Written problem: Update the entries from the line with "Where can the white cloud" through the end of the entries by changing "winding road" to "mountain road", and keep everything else the same.

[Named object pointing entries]
>> BEGIN

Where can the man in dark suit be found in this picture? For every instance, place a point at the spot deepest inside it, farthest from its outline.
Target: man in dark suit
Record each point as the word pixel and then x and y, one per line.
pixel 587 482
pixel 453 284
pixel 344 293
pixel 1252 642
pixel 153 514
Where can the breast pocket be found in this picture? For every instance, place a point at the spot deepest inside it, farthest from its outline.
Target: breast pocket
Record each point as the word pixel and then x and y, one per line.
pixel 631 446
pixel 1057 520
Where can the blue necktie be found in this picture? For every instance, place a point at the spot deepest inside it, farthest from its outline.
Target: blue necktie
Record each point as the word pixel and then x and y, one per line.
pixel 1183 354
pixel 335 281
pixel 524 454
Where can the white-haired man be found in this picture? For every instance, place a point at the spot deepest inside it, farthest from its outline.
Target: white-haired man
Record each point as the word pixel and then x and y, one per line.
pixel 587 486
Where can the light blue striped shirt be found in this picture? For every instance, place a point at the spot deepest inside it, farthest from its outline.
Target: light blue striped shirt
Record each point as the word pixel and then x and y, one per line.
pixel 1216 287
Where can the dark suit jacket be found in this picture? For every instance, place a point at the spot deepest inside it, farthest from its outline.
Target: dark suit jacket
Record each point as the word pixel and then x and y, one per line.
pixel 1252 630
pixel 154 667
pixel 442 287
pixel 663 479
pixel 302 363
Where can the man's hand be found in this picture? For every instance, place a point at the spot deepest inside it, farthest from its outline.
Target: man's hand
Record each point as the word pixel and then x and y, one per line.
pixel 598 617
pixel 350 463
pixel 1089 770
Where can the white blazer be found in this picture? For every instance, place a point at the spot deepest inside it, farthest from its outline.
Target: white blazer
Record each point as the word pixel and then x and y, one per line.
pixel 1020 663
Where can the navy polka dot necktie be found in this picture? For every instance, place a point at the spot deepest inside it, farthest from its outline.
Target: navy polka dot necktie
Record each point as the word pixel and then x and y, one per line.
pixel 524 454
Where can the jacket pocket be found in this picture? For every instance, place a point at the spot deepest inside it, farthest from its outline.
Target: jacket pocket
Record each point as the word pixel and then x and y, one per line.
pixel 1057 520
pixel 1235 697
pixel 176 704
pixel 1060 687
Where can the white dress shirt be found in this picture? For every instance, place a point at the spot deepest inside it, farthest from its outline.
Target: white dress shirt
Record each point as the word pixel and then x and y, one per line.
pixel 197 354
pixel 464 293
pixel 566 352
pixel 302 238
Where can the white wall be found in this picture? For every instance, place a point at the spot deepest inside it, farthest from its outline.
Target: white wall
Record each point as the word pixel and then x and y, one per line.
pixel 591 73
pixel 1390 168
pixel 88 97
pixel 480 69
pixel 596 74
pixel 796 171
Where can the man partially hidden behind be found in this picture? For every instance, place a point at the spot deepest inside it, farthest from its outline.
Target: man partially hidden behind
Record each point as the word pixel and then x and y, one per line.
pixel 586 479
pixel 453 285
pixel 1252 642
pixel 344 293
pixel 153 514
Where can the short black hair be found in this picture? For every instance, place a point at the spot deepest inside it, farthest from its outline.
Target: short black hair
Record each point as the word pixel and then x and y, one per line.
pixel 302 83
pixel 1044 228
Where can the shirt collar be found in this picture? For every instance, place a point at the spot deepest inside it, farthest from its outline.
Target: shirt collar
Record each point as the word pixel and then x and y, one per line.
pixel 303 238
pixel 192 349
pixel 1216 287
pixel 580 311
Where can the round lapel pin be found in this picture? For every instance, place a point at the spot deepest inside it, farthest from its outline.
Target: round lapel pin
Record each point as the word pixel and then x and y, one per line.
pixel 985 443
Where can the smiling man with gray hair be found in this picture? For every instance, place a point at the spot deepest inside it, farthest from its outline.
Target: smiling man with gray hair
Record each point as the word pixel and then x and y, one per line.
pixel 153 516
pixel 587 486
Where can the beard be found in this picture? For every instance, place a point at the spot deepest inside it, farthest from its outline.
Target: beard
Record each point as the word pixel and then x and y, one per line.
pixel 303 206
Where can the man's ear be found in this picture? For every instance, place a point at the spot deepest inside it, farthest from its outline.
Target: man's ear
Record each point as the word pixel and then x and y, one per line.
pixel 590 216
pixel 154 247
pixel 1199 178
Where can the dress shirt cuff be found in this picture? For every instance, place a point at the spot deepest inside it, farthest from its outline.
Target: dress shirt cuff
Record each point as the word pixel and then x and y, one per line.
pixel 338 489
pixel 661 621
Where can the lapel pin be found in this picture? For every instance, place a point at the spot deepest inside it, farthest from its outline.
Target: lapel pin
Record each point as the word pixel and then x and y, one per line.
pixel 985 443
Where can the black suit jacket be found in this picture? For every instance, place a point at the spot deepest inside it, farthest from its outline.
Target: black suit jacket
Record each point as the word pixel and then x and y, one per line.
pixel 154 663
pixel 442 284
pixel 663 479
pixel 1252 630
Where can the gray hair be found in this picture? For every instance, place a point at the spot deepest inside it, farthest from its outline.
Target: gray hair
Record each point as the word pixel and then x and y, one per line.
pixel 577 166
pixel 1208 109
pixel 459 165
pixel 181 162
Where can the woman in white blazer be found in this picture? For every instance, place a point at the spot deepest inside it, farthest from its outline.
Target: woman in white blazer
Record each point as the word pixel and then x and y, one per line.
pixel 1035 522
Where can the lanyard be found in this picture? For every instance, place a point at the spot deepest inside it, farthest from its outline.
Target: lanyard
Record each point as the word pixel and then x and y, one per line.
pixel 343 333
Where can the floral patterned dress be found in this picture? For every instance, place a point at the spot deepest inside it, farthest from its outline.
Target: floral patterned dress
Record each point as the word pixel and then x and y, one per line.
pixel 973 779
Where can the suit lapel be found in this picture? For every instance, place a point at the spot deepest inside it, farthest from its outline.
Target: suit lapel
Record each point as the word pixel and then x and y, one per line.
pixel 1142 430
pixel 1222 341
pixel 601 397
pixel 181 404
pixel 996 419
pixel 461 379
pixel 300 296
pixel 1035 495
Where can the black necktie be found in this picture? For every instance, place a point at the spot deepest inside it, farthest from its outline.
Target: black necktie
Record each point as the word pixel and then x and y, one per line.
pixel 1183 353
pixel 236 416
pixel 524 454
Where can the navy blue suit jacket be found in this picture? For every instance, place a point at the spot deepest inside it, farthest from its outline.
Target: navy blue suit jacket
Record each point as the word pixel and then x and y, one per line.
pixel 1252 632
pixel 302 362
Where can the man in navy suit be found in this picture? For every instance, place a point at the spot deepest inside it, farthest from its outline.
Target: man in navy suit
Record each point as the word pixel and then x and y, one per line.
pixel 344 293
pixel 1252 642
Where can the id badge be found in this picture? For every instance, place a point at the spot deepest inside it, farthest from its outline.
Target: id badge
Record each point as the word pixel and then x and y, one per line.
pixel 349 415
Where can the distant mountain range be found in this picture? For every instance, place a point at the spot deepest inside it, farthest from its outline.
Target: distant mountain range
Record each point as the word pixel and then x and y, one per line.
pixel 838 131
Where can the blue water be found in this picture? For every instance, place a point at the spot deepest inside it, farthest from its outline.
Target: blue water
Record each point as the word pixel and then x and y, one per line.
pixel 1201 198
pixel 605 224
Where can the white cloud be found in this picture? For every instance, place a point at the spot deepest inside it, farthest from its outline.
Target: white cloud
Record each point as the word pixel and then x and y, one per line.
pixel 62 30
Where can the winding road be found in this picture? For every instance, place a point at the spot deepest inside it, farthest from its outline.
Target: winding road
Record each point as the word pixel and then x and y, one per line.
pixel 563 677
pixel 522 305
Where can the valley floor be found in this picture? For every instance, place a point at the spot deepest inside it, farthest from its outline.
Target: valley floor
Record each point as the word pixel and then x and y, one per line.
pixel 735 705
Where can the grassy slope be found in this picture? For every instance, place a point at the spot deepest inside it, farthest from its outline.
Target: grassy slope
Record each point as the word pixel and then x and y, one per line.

>> END

Answer to this problem:
Where can the white cloud be found in this picture? For every instance, place a point at the spot deepest inside it, farthest from its outline.
Target: white cloud
Record each point as the word pixel and then x and y, one per line.
pixel 62 30
Where can the mountain road be found in this picture? For every instance, place a point at the spot deepest inside it, farthest from its outline.
Target: mountain road
Record each point as the word pixel and then x and y, one per line.
pixel 563 677
pixel 522 305
Where can the valley floor be found in this picture? For every instance, place a point at the spot deepest inside it, farthest from its outline.
Target: valley floor
Record each point as the word pixel and then x and y, one per line.
pixel 735 705
Where can the grassy slope be found in this picture? For every instance, place a point at the spot deepest inside it, farthest from its outline.
Target: grassy slope
Record each point as the word pixel and then x and y, one per line.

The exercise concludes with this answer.